#### Input material:
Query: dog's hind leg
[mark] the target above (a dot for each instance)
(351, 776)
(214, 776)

---

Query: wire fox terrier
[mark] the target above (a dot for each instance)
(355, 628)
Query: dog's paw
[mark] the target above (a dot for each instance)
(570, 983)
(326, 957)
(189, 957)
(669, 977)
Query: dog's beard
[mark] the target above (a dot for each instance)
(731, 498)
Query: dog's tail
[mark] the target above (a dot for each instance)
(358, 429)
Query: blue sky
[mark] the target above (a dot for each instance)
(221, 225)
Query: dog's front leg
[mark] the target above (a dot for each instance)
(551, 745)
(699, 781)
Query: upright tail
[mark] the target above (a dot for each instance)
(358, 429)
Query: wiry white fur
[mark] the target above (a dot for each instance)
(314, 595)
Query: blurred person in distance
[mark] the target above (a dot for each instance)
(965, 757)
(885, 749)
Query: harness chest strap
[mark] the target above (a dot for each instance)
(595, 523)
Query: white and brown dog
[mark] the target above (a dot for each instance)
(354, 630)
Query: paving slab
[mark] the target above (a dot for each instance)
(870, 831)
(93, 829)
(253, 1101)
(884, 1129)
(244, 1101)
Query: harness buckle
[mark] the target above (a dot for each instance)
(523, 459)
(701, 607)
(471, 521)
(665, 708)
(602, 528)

#### To be done:
State how many lines in the records above contain the string "harness", with case counting. Reply with the number only.

#### Response:
2